It’s been one year! We are celebrating this significant milestone! You might be asking, “What milestone?” Today, my brother celebrates one year of sobriety. This is a considerable accomplishment, and we are so thankful for this day.
So I thought today would be a good day to tell James’ story, hoping it helps others struggling with addiction. I can only tell this story from what I know. This is one man’s life long journey – a battle for his life.
James is now one year clean and sober except for cigs which he is still working on.
James is coming off 35+ years of alcohol and pot addiction. In a chain of events that I cannot disclose publicly, he finally reached the bottom in November 2020.
He cried out for help. I want to be careful here because I don’t want to turn this into “look at what I did for my brother.” I am not the one who gets the glory – it is the Lord.
James cried out at his lowest point and called me begging for help one evening back in November 2020.
Admittedly due to his addictions, I was very hesitant. ‘Why now? Is it real? We don’t have much of a relationship. More stress for me? Come on, man!’
I waited a few days, and he called again. “Net, I need help!”
Two times now, the same cry. At the same time, our mother got a call from someone else telling her he needed help.

■ **SOURCE INFORMATION**:
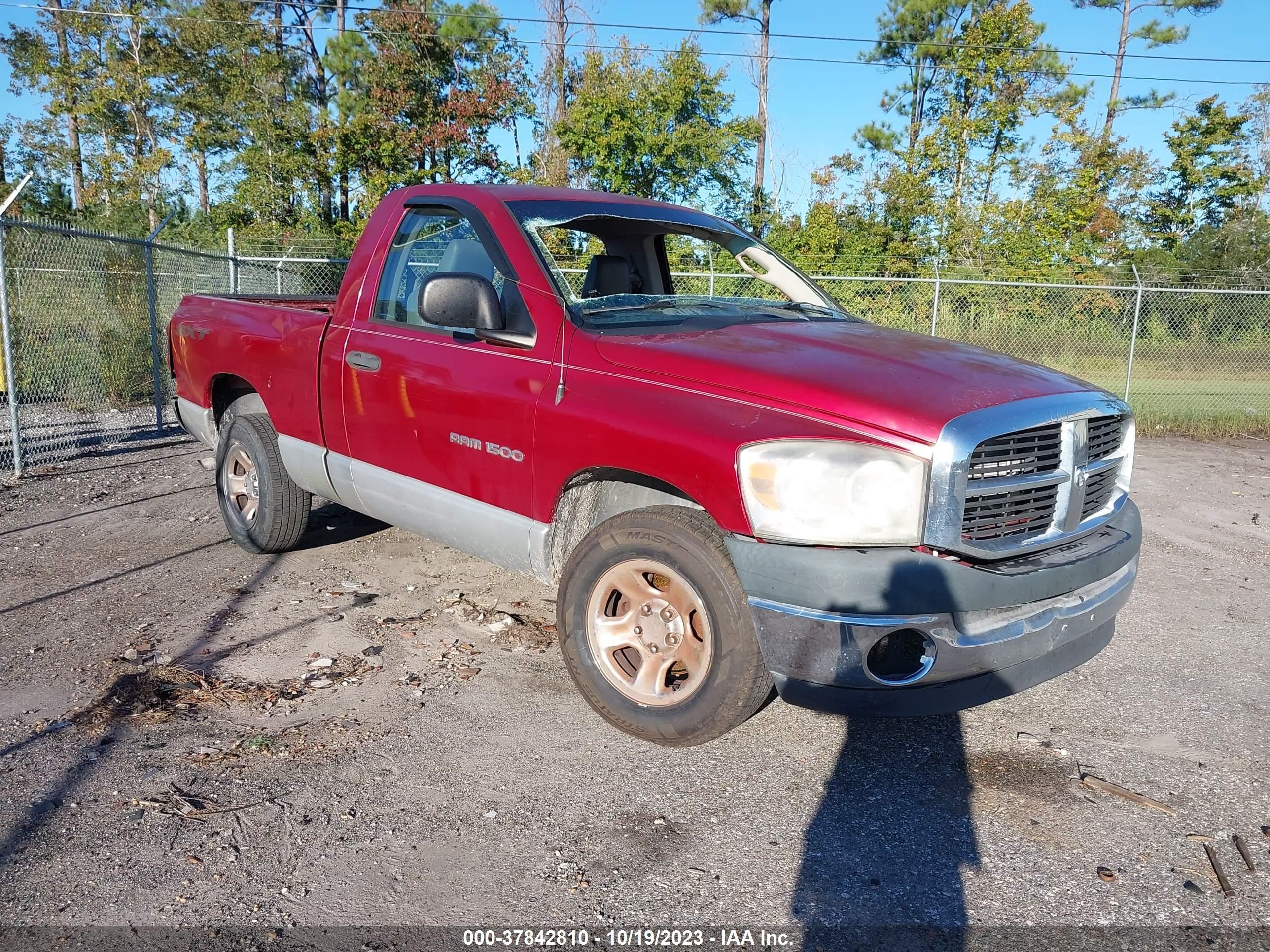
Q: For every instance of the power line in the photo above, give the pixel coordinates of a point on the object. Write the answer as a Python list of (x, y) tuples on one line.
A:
---
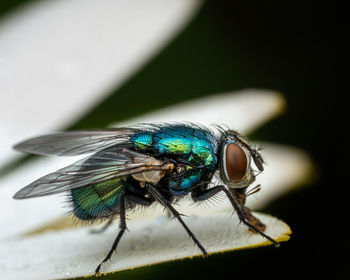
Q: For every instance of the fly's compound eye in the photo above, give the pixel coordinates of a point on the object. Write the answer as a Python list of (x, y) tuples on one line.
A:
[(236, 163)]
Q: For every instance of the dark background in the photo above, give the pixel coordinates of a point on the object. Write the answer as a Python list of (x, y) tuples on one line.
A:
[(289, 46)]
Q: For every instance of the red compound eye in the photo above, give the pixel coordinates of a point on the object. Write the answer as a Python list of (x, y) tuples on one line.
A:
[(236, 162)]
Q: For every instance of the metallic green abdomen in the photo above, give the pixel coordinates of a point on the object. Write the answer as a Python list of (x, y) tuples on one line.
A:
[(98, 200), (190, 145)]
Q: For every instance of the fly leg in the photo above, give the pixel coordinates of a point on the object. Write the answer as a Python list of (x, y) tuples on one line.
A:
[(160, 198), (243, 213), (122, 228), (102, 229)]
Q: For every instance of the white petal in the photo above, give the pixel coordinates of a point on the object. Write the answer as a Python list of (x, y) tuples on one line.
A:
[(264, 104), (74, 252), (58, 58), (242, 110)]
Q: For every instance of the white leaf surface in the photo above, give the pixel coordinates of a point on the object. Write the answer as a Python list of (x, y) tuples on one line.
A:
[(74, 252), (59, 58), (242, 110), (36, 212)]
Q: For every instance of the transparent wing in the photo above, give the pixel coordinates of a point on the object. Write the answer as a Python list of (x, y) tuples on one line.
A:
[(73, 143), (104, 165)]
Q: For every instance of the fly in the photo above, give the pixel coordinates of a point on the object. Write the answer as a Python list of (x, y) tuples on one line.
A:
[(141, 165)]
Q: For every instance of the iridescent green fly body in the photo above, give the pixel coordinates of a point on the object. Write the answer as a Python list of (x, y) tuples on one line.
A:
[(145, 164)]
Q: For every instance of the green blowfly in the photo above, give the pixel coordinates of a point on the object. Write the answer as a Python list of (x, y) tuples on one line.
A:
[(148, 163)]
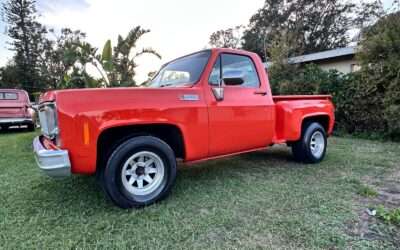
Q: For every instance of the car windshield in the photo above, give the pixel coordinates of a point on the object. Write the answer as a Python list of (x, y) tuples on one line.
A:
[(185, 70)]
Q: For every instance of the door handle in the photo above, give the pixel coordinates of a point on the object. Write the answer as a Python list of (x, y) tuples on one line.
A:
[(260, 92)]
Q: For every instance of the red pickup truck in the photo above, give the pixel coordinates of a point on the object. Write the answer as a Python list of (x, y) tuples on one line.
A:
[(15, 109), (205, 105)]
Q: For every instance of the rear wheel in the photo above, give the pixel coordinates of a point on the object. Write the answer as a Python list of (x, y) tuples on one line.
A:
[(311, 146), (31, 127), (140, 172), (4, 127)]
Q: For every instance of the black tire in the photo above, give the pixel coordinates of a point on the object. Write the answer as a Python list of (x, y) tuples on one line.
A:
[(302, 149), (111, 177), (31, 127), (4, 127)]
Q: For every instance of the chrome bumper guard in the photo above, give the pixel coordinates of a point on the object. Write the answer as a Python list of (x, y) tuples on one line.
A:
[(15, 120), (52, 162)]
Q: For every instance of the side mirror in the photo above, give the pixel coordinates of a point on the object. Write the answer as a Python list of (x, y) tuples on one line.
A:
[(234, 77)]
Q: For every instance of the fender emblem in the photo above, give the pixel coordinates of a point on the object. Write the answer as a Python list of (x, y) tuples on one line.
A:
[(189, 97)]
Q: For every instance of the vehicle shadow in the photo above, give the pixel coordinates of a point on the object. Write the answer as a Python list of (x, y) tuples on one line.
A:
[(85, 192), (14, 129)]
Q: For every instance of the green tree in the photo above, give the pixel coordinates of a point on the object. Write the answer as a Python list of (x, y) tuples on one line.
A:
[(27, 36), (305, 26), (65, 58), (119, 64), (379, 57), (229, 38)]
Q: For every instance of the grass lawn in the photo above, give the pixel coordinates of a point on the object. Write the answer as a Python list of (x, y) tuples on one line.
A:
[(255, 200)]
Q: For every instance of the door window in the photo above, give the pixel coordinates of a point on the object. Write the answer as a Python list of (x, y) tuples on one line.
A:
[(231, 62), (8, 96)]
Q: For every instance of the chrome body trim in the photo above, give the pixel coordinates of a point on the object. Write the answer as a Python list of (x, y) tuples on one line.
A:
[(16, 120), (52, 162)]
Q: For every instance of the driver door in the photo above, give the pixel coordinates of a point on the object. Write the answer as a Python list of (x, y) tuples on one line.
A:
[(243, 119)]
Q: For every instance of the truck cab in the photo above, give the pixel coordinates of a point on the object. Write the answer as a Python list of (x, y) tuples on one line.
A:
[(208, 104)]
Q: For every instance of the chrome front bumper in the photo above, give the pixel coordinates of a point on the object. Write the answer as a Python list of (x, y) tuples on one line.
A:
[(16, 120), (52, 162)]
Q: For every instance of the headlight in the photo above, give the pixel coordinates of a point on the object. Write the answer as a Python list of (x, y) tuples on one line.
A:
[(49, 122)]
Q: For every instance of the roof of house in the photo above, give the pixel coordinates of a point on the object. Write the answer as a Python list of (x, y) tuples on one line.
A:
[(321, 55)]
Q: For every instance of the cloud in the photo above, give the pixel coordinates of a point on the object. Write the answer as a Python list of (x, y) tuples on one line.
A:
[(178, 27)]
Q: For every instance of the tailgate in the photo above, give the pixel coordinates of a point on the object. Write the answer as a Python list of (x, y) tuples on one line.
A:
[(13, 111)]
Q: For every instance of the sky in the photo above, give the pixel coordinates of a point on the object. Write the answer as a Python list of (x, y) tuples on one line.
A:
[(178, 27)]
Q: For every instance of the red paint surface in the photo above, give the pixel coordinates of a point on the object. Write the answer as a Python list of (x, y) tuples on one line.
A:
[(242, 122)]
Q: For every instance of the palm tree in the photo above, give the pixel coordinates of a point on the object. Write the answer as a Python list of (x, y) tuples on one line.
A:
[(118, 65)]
...
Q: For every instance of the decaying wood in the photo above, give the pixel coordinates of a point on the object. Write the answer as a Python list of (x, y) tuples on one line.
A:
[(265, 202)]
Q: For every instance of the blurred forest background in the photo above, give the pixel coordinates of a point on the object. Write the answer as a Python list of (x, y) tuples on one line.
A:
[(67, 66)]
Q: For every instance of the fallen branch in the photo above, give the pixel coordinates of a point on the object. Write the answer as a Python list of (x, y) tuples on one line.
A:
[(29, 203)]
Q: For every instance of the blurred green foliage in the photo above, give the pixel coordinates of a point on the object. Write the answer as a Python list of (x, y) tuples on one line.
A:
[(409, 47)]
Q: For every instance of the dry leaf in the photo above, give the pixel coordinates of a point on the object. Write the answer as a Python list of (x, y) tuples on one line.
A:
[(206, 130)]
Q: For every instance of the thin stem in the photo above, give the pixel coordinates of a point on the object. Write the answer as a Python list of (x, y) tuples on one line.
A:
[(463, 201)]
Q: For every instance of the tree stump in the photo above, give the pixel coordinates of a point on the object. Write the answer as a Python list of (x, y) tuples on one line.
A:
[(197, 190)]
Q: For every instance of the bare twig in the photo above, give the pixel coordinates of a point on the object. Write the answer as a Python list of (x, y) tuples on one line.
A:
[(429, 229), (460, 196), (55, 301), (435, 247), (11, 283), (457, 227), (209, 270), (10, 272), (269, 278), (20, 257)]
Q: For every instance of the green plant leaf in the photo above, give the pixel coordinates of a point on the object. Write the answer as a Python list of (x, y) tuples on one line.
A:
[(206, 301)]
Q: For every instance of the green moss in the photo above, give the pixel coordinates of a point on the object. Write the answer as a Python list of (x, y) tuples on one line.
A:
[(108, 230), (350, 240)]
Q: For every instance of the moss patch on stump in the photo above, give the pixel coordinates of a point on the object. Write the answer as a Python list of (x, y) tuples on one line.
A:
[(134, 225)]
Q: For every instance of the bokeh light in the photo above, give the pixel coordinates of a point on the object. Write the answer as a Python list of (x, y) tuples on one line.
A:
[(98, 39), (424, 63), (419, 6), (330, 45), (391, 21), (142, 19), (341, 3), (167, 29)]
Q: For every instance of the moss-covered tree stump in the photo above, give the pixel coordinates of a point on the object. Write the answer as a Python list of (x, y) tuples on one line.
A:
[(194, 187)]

■ **WORK TO COMPLETE**:
• 1. Translate this sentence from the post about James's year of sobriety into Spanish: "James is now one year clean and sober except for cigs which he is still working on."
• 2. In the post about James's year of sobriety, why does the writer say "I want to be careful here"?
• 3. Carry on the post about James's year of sobriety from its last sentence.
The entries between the text and this point are not needed for anything here.

■ **ANSWERS TO THIS EXERCISE**:
• 1. James lleva ahora un año limpio y sobrio, excepto por los cigarrillos, algo en lo que todavía está trabajando.

• 2. The writer does not want the story to become "look at what I did for my brother." The writer says the glory belongs to the Lord, not to the writer.

• 3.
Now the two of us have come together and agreed this is serious, and he really does need help.
I started to feel the Lord’s urging that I was to find him a rehab place, but where, how much, how long, how do we pay? Rehab facilities are expensive when there’s no insurance.
I began searching for something I knew very little about. I asked the Lord to show me, open doors, teach me, and help me. Admittedly I looked when I had time, feeling the weight of it all in between work and raising a toddler. Surely this would be a temporary want.
Again, he called, distraught a third time, “Net, I told you, I need help!!!”
I could hear the urgency in his voice this time as we talked. I could barely understand what he was saying, but what I understood was he was drinking heavily, barely eating, and drinking very little other fluids. He was vomiting regularly and living on very little sleep.
He had stopped working for weeks. He had daily panic attacks, and his vision was going. Unknown to me, he had been on this path for almost two weeks. Alone and afraid, he was falling. His only comfort was whiskey, or so he thought. But the Lord was about to do a great thing!
I told him I was trying, but it wasn’t easy to find places we could afford and get him to, but I would keep looking. ‘Hold on,’ I said, and I hung up the phone.
Now it became urgent for me, and I started diligently searching everywhere. I sensed the Holy Spirit was telling me it was time. No more casually searching.
My mom and I talked, and we came up with a plan on how to pay. I am so thankful she was willing and able to do this for her adult child. I know that it is not the case for everyone. Oh, how I wish it were.
Through many phone calls all over the country, I finally found a place in South Florida where we used to live. It looked good online, was in our price range, and I could get him there. He was a good distance from me, so it would be a lot of driving for me, but my brother was worth it.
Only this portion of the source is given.